Can you rescale the rows below by copying out every line, requests included, but with each point coordinate in the answers multiplied by 1.55 and rounded to a whole number, halves going up? Leave the requests and their format sample unchanged, and omit the pictures.

(Pointing entries for labeled objects)
* * * * * * * * *

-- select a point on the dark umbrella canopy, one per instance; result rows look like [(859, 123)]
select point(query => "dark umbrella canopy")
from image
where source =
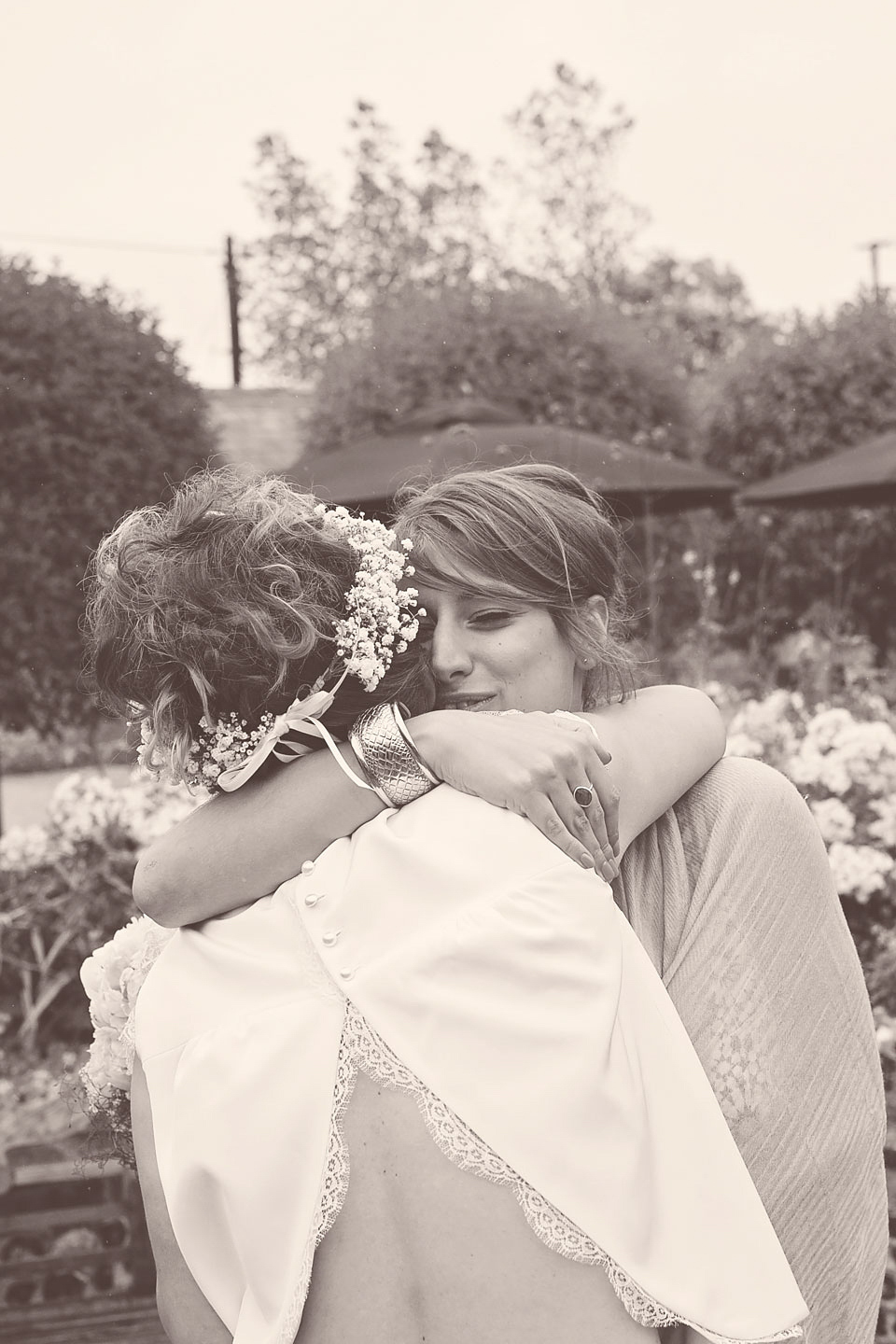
[(373, 469), (864, 475)]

* * * * * * * * *

#### EXERCISE RESPONSE:
-- select a point on the dark umbrella canopy, one per instance; result rows look like [(859, 123)]
select point(query => "dark umbrella canopy")
from image
where source =
[(578, 727), (1339, 736)]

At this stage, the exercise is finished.